-- SET EXERCISE --
Write out the data again word for word, starting at its very beginning and ending at the line that contains "x=160 y=286", with both ends included. Leave the pictures out of your answer.

-- PROVIDED DATA --
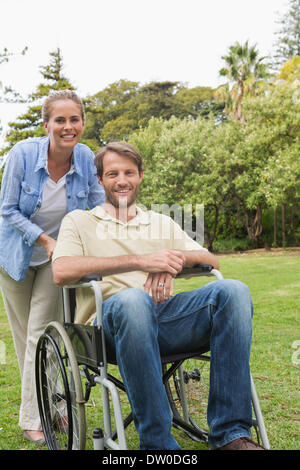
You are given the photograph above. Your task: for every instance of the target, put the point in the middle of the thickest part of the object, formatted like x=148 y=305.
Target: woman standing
x=44 y=178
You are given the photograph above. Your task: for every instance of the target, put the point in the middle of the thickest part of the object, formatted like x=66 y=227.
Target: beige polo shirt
x=96 y=233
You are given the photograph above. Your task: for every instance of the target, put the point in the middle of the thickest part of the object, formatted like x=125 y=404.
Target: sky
x=139 y=40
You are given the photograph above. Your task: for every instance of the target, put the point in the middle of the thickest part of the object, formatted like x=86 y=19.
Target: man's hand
x=168 y=261
x=48 y=243
x=160 y=286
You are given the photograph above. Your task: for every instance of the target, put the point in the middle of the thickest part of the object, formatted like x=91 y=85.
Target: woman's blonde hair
x=60 y=95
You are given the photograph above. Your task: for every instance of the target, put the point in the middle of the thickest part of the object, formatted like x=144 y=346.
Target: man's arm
x=160 y=283
x=192 y=258
x=69 y=269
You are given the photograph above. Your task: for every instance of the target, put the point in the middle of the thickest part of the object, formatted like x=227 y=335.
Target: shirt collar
x=141 y=218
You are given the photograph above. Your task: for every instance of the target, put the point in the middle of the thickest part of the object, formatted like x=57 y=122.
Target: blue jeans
x=138 y=331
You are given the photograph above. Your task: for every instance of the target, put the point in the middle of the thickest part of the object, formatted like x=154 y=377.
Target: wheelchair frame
x=94 y=358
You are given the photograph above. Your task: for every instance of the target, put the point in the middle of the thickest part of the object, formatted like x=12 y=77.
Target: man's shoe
x=243 y=443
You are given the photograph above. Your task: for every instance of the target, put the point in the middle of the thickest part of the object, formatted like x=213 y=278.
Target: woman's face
x=65 y=125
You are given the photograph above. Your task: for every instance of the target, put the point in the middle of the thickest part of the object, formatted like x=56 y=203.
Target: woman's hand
x=48 y=243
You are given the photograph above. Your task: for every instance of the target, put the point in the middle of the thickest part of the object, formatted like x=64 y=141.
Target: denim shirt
x=22 y=186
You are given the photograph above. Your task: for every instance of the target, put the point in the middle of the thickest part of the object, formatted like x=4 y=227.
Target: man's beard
x=122 y=202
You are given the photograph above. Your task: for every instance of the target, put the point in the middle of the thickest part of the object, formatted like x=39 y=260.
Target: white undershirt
x=49 y=215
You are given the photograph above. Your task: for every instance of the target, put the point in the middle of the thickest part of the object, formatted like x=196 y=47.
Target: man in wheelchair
x=138 y=253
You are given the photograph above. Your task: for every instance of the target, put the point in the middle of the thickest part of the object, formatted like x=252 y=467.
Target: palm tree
x=244 y=69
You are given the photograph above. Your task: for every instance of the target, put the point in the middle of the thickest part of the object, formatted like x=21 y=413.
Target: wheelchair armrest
x=91 y=277
x=197 y=270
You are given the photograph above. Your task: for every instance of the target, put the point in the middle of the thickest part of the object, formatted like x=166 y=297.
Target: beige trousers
x=30 y=305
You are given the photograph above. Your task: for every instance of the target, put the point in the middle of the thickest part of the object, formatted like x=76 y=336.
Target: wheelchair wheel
x=187 y=390
x=59 y=391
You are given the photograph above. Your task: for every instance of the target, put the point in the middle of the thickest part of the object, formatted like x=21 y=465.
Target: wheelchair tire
x=59 y=391
x=187 y=390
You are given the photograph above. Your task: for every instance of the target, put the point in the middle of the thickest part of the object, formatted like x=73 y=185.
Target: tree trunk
x=283 y=215
x=275 y=227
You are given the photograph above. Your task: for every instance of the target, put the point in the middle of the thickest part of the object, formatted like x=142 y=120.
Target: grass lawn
x=274 y=282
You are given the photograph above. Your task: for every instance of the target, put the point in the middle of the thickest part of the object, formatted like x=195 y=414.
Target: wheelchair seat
x=69 y=353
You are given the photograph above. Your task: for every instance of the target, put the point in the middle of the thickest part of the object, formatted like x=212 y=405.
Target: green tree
x=30 y=123
x=287 y=44
x=244 y=69
x=123 y=107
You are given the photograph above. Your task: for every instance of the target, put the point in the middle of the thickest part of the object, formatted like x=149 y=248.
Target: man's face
x=121 y=180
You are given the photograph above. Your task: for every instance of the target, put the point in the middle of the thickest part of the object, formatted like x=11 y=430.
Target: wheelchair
x=71 y=359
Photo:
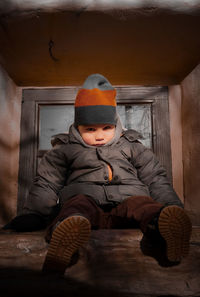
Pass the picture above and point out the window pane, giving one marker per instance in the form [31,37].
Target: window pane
[55,119]
[137,117]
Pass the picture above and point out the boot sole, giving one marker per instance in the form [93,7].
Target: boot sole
[70,234]
[175,227]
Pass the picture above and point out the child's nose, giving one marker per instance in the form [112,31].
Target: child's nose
[99,135]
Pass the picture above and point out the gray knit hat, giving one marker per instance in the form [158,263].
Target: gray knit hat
[95,102]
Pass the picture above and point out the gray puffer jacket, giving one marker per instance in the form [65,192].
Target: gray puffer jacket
[73,167]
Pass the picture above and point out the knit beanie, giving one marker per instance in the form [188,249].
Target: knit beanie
[95,102]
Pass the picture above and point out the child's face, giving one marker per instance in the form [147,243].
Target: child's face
[97,135]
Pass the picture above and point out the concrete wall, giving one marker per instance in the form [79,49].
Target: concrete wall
[191,142]
[10,111]
[176,138]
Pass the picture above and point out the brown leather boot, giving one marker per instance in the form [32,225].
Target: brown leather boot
[175,227]
[68,236]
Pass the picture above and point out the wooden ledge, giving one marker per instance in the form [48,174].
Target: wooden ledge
[112,261]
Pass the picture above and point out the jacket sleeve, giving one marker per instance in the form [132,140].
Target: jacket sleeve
[50,178]
[151,173]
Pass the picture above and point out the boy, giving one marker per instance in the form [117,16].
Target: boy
[102,177]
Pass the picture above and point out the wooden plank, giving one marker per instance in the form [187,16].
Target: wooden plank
[111,263]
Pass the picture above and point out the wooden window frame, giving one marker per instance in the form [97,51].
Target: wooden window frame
[32,98]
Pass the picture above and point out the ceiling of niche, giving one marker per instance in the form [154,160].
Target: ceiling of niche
[129,45]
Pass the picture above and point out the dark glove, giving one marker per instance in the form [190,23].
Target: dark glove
[26,223]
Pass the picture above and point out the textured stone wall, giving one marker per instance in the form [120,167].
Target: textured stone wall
[191,142]
[10,110]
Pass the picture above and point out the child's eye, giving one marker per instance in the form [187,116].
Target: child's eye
[107,127]
[90,129]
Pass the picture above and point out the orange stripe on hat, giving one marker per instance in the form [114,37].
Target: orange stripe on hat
[95,96]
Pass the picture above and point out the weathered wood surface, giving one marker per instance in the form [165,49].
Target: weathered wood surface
[112,264]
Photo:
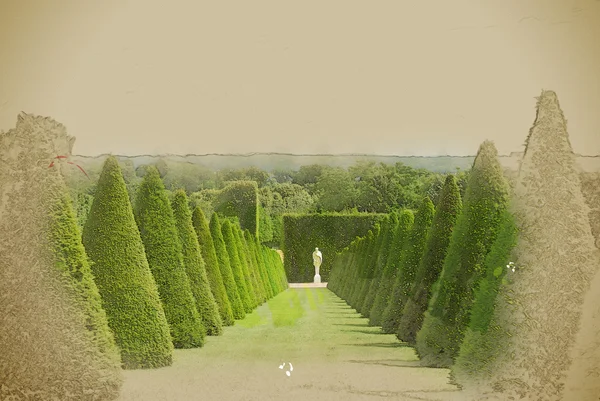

-- ANSWER FOR THIS EXERCISE --
You are given the photograph above. Your task: for every instance of the target, put the point in the middle of the thickest part of the object, formatted like x=148 y=305.
Target: woman standing
x=44 y=178
You are given the photograph above. Your task: for every instance of the target, put the point in the middle of the thickest part of the object, formatted like x=66 y=227.
Target: beige polo shirt
x=96 y=233
You are given the photograph above. Your task: for every instance of the target, put the point in the middle of the thickest part of the object, formatted like x=125 y=404.
Target: sky
x=139 y=40
You are given the photograph above. Your task: for every instance of the target, put the point in the middle of the thickest part of the object, formatted like x=86 y=19.
Target: man's hand
x=168 y=261
x=48 y=243
x=160 y=286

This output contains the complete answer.